Given exercise.
Find each of the lines below that contains the string "diver", and copy those lines.

Excerpts of labeled region data.
────────────────────

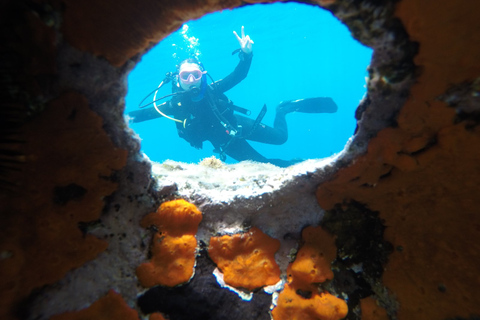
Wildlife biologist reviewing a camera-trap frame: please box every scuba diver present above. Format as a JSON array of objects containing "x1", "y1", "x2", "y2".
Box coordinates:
[{"x1": 128, "y1": 26, "x2": 337, "y2": 167}]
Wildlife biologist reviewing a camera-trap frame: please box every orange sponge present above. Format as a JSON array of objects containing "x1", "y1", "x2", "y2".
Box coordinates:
[
  {"x1": 272, "y1": 227, "x2": 348, "y2": 320},
  {"x1": 136, "y1": 199, "x2": 202, "y2": 288},
  {"x1": 208, "y1": 227, "x2": 280, "y2": 290},
  {"x1": 141, "y1": 199, "x2": 202, "y2": 237},
  {"x1": 272, "y1": 284, "x2": 348, "y2": 320},
  {"x1": 50, "y1": 290, "x2": 138, "y2": 320},
  {"x1": 287, "y1": 227, "x2": 337, "y2": 290}
]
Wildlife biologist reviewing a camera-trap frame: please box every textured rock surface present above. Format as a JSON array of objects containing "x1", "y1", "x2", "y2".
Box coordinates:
[{"x1": 0, "y1": 0, "x2": 480, "y2": 320}]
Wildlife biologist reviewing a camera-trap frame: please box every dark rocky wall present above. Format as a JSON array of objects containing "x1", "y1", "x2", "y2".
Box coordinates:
[{"x1": 0, "y1": 0, "x2": 480, "y2": 320}]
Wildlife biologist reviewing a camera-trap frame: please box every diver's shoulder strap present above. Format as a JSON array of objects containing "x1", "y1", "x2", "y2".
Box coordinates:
[{"x1": 127, "y1": 101, "x2": 168, "y2": 123}]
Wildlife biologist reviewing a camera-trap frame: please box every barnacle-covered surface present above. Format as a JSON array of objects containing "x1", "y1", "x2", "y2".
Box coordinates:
[{"x1": 0, "y1": 0, "x2": 480, "y2": 320}]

────────────────────

Exercise result.
Wildlife biologist reviewing a camera-trap frame: please box every scuba diver present above. Format as a JSON array of objects containing "x1", "y1", "x2", "y2".
Wildlife biologist reviewing a camera-trap frame: please box every diver's shoulder strap present above. Format as a JSON array of objects containing "x1", "y1", "x2", "y2".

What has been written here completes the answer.